RF-DETR uses a DINOv2 vision transformer backbone and supports both detection and instance segmentation in a single, consistent API. Core models (Nano through Large) and all code are released under the Apache 2.0 license; XL and 2XLarge detection models require rfdetr[plus] and are provided under PML 1.0.
Developed by Isaac Robinson, Peter Robicheaux, Fedor Popov, Deva Ramanan (CMU), and Neehar Peri (CMU) at Roboflow. If you use RF-DETR in your research, please cite:
@inproceedings{robinson2026rfdetr,
title = {RF-DETR: Real-Time Detection Transformer},
author = {Robinson, Isaac and Robicheaux, Peter and Popov, Fedor and Ramanan, Deva and Peri, Neehar},
booktitle = {International Conference on Learning Representations (ICLR)},
year = {2026},
url = {https://arxiv.org/abs/2511.09554}
}
Install¶
You can install and use rfdetr in a Python>=3.10 environment. For detailed installation instructions, including installing from source, and setting up a local development environment, check out our install page.
Quickstart¶
Tutorials¶
-
Train RF-DETR on a Custom Dataset. Video

End to end walkthrough of training RF-DETR on a custom dataset.
-
Deploy RF-DETR to NVIDIA Jetson. Article

Instructions for deploying RF-DETR on NVIDIA Jetson with Roboflow Inference.
-
Train and Deploy RF-DETR with Roboflow

Cloud training and hardware deployment workflow using Roboflow.
Benchmarks¶
RF-DETR achieves the best accuracy–latency trade-off among real-time object detection and instance segmentation models — both on COCO and on the more demanding RF100-VL benchmark (domain adaptability). For detailed benchmark tables and methodology, check out our benchmarks page.

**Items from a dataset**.
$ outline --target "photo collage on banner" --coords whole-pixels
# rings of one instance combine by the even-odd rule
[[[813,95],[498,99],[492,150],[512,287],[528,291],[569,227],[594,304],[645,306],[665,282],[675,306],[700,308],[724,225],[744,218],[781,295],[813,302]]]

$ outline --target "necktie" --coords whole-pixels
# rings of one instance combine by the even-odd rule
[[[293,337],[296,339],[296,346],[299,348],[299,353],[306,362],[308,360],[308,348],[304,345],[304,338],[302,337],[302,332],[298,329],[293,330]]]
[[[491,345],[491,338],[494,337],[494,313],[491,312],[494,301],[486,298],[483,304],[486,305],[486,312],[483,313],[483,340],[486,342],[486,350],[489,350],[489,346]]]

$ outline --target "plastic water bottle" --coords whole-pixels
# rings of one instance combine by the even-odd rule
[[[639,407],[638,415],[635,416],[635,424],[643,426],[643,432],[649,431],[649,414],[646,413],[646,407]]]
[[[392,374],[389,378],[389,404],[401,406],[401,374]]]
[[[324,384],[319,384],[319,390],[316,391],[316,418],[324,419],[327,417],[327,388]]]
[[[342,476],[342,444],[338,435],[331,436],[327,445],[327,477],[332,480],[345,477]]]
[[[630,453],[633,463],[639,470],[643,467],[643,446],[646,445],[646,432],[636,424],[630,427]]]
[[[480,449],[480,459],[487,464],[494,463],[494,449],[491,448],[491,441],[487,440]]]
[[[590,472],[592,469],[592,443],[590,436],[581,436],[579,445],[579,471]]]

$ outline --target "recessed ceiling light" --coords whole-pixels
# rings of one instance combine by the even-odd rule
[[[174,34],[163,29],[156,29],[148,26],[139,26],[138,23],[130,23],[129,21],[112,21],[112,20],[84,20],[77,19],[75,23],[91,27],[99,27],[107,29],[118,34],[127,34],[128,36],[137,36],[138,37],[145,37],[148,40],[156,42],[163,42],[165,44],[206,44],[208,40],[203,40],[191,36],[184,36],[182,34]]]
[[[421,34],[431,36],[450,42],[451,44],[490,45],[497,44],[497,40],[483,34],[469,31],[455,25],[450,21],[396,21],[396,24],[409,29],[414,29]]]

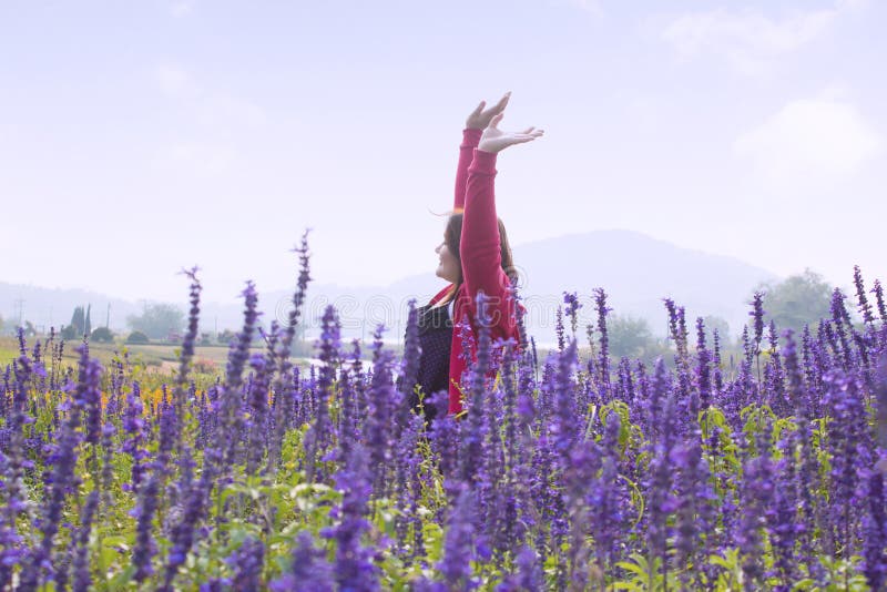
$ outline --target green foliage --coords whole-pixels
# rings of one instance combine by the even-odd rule
[[[702,321],[705,324],[705,340],[710,348],[714,347],[715,329],[717,329],[717,336],[722,344],[730,340],[730,324],[726,319],[715,315],[707,315],[703,317]]]
[[[147,338],[147,335],[143,334],[142,331],[132,331],[130,336],[126,337],[126,343],[133,345],[143,345],[150,343],[150,339]]]
[[[606,333],[610,354],[616,358],[643,357],[644,353],[656,348],[650,323],[641,317],[610,315],[606,318]]]
[[[185,326],[185,314],[171,304],[146,305],[141,315],[130,315],[126,324],[142,331],[151,339],[165,339],[170,333],[177,333]]]
[[[779,329],[815,328],[820,318],[829,316],[833,288],[810,269],[759,288],[764,292],[764,310]]]
[[[100,344],[110,344],[114,340],[114,334],[108,327],[99,327],[90,335],[91,341]]]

**WHAT YOU SHOULD DO**. Rewrite the part of the RF-DETR overview starting at "Developed by Isaac" and ending at "our install page.", with "research" changed to "work". The rows are separate material with no connection to the RF-DETR overview.

**RESPONSE BELOW**.
Developed by Isaac Robinson, Peter Robicheaux, Fedor Popov, Deva Ramanan (CMU), and Neehar Peri (CMU) at Roboflow. If you use RF-DETR in your work, please cite:
@inproceedings{robinson2026rfdetr,
title = {RF-DETR: Real-Time Detection Transformer},
author = {Robinson, Isaac and Robicheaux, Peter and Popov, Fedor and Ramanan, Deva and Peri, Neehar},
booktitle = {International Conference on Learning Representations (ICLR)},
year = {2026},
url = {https://arxiv.org/abs/2511.09554}
}
Install¶
You can install and use rfdetr in a Python>=3.10 environment. For detailed installation instructions, including installing from source, and setting up a local development environment, check out our install page.